== What is needed ==
Reproduce the lines below, substituting "whole-number pixel coordinates" for every occurrence of "integer pixel values" and leaving all other text unchanged. Omit the pictures from your answer.

== Dataset extract ==
* BEGIN *

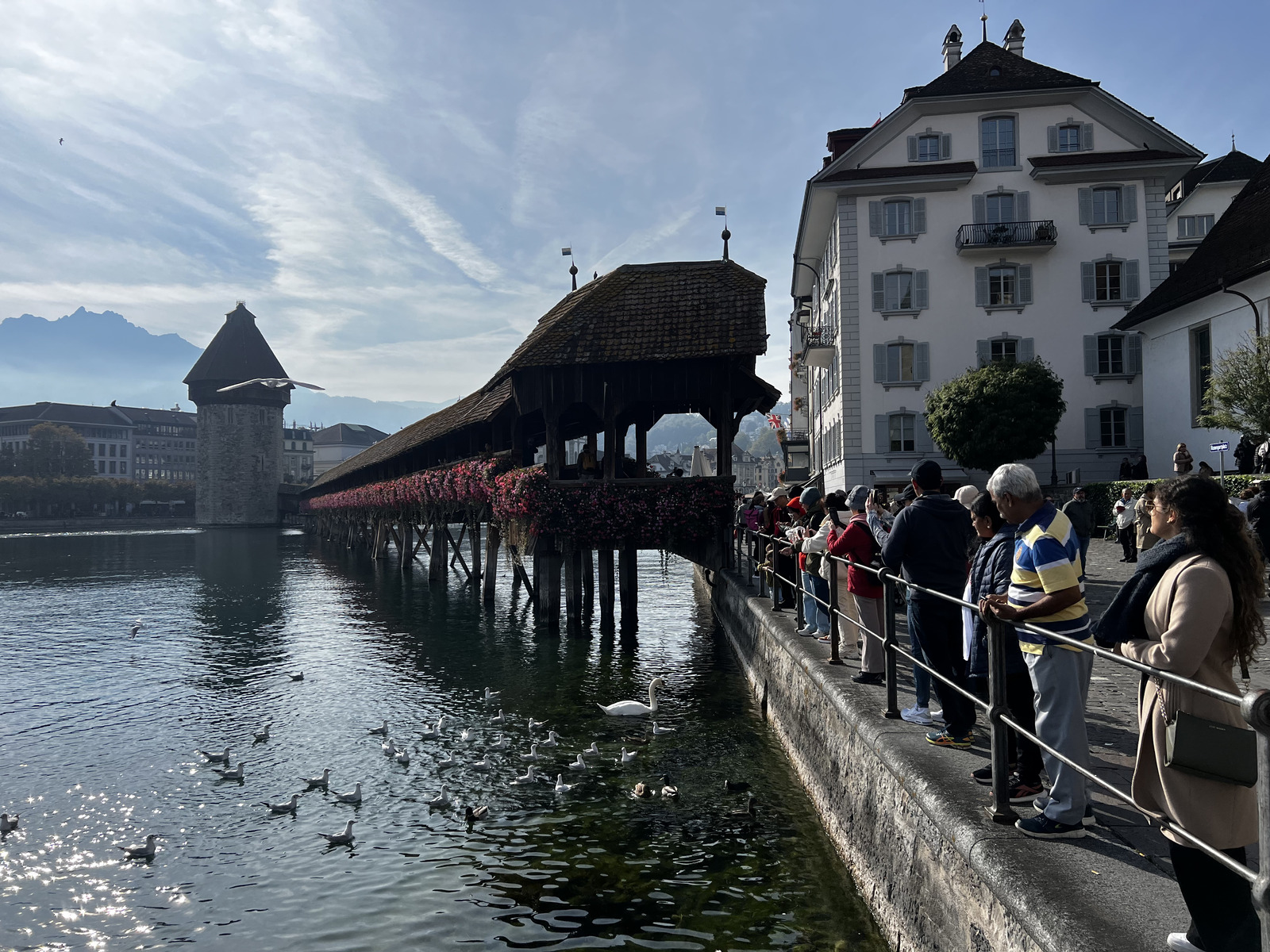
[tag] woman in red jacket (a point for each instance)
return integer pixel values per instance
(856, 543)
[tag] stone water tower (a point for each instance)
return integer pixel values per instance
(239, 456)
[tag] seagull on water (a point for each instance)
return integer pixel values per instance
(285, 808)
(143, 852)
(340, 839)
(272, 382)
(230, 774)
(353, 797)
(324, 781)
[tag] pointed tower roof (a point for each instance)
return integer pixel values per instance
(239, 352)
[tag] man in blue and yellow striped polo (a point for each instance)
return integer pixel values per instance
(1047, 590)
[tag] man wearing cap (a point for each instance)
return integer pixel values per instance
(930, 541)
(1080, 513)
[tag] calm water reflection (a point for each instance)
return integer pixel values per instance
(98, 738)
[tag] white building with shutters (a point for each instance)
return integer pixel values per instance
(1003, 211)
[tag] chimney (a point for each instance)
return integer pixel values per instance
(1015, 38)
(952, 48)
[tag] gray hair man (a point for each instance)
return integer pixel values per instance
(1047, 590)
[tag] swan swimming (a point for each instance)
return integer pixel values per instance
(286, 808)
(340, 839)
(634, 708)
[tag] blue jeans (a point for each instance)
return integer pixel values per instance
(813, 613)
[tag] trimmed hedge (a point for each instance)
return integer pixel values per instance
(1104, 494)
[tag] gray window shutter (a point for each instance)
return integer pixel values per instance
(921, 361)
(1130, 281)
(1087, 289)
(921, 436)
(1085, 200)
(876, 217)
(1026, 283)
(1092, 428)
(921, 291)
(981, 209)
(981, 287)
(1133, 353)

* END *

== The answer ==
[tag] woman in red jacket (a point for each instance)
return whole-number pixel coordinates per instance
(856, 543)
[tag] stone water tower (a point for each instance)
return whole-number pixel coordinates per instance
(239, 456)
[tag] seagull on water (a point for each instance)
return whole-number pixel coordinates per instance
(285, 808)
(143, 852)
(340, 839)
(272, 382)
(230, 774)
(353, 797)
(324, 781)
[tag] pointed tower roof (a point for each instance)
return whole-number pixel coordinates per instance
(239, 352)
[tag] man in blue and yellow striped polo (a point for each instance)
return whole-number pixel coordinates per instance
(1047, 590)
[tag] man wearing cap (a point for each instance)
return whole-number pixel coordinates per instance
(930, 541)
(1080, 513)
[tag] calm water reflection (a point for each instance)
return whole-number pixel coordinates per instance
(98, 738)
[tag] white building with shutters (a point for each instance)
return whole-number pixel coordinates per instance
(1003, 211)
[tag] chimney (a point for each instance)
return whole-number pixel coordinates per instance
(1015, 38)
(952, 48)
[tag] gray hair man (a point for each instance)
return whole-number pixel coordinates per instance
(1047, 590)
[tag] swan swimming (a point for each instance)
return whole-number pixel coordinates per instance
(286, 808)
(340, 839)
(634, 708)
[tag] blue jeans (a point for each instance)
return whole-number pixel coordinates per instance
(813, 613)
[tag] trimmed hedge (a point for each instance)
return whole-number pixel coordinates per instance
(1104, 494)
[tag] gray window shutter (a point for each instance)
return whole-number pixel coordinates per instance
(921, 361)
(1130, 281)
(1087, 289)
(921, 436)
(1085, 200)
(876, 217)
(1026, 283)
(1092, 428)
(921, 291)
(981, 209)
(981, 287)
(1133, 353)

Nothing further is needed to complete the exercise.